On peut faire ce que l’on veut de Pinocchio : après tout, ce n’est qu’un bout de bois. La bûche de pin parlante sortie de l’imagination de Carlo Collodi (1826-1890) est devenue un jouet aux formes arrondies chez Walt Disney (1940), un vrai petit garçon, fils de Nino Manfredi, dans l’adaptation de Luigi Comencini (1972), le protagoniste des Aventures érotiques de Pinocchio (Corey Allen, 1971) et celui d’un film d’horreur (La Revanche de Pinocchio, Kevin Tenney, 1996). Ces deux dernières années, il a pris les traits d’un enfant maquillé en pantin dans la version de Matteo Garrone et s’est recomposé en pixels mièvres pour Robert Zemeckis qui œuvrait pour la plate-forme de Disney.

Pourquoi alors s’intéresser au nouvel ajout de cette interminable filmographie plutôt que relire le texte violent, poétique et parfois incohérent de Collodi ? Parce que Guillermo del Toro, qui signe, avec l’animateur Mark Gustafson, l’adaptation que Netflix met en ligne le 9 décembre, a trouvé dans les tribulations du pantin de quoi nourrir ses propres obsessions, et qu’il en a fait un spectacle à la fois sombre et doux, un enchantement mélancolique qui évoque les jours qui raccourcissent et les arbres qui se dénudent plus que les lumières de Noël.

- TRAVAIL DEMANDÉ -
Traduisez en anglais cette phrase du texte sur les adaptations de Pinocchio : « On peut faire ce que l’on veut de Pinocchio : après tout, ce n’est qu’un bout de bois. » Appuyez-vous exclusivement sur le texte.

- DONNÉES FOURNIES -
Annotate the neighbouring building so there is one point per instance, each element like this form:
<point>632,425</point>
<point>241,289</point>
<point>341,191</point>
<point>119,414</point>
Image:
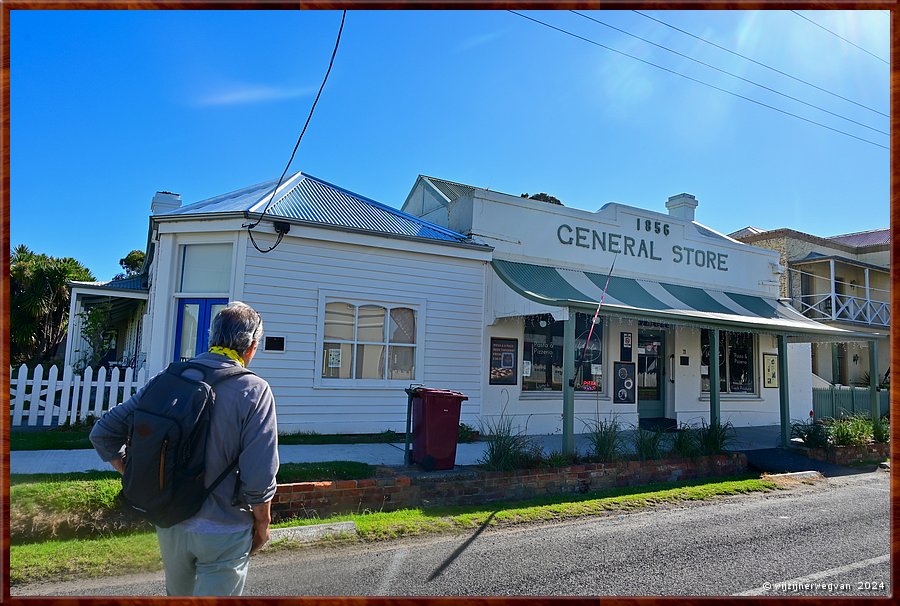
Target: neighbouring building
<point>473,290</point>
<point>842,281</point>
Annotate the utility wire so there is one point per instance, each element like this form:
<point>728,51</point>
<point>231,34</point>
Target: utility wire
<point>589,41</point>
<point>839,36</point>
<point>822,109</point>
<point>250,226</point>
<point>769,67</point>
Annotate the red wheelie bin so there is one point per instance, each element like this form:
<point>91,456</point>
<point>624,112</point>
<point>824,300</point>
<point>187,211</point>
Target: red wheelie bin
<point>435,426</point>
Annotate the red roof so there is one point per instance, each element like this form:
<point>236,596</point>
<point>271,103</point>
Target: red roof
<point>873,237</point>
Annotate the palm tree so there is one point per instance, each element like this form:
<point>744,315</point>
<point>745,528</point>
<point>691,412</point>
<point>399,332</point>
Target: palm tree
<point>39,303</point>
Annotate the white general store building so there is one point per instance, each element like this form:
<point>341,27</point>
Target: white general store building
<point>476,291</point>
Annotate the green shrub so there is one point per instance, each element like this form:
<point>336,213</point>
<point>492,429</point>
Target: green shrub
<point>881,431</point>
<point>685,442</point>
<point>506,448</point>
<point>467,433</point>
<point>605,439</point>
<point>648,444</point>
<point>714,437</point>
<point>851,431</point>
<point>813,434</point>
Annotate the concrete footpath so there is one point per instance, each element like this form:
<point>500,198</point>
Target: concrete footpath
<point>63,461</point>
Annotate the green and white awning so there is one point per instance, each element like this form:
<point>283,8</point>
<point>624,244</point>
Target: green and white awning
<point>660,301</point>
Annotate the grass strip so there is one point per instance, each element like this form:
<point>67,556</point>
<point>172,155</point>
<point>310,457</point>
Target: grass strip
<point>84,558</point>
<point>78,558</point>
<point>49,440</point>
<point>412,522</point>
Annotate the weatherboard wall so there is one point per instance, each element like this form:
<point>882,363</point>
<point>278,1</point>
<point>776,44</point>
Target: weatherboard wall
<point>287,287</point>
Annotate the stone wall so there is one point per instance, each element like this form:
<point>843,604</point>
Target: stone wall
<point>846,455</point>
<point>471,486</point>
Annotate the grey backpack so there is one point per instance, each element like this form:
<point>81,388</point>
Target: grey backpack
<point>165,454</point>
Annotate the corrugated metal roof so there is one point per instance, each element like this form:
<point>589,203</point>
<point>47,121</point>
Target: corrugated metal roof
<point>137,282</point>
<point>449,188</point>
<point>306,198</point>
<point>872,237</point>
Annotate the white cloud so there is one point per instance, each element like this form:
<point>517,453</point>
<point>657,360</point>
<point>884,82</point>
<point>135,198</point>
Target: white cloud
<point>245,94</point>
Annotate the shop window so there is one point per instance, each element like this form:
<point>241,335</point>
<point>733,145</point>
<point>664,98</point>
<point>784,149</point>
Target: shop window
<point>194,317</point>
<point>543,356</point>
<point>736,355</point>
<point>205,268</point>
<point>369,341</point>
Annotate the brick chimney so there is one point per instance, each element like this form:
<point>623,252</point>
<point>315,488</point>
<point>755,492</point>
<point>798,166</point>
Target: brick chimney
<point>164,201</point>
<point>682,206</point>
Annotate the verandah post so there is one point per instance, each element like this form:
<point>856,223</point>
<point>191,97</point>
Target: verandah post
<point>715,414</point>
<point>783,391</point>
<point>569,384</point>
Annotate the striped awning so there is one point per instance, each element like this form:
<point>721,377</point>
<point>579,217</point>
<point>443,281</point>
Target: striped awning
<point>659,301</point>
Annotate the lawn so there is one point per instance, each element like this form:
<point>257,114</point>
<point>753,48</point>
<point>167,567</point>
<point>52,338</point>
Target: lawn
<point>138,552</point>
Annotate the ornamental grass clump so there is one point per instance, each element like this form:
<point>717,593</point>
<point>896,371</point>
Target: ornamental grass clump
<point>881,431</point>
<point>713,438</point>
<point>506,448</point>
<point>604,439</point>
<point>851,431</point>
<point>647,444</point>
<point>685,442</point>
<point>813,434</point>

- RÉPONSE ATTENDUE -
You can do whatever you like with Pinocchio: after all, it is only a piece of wood.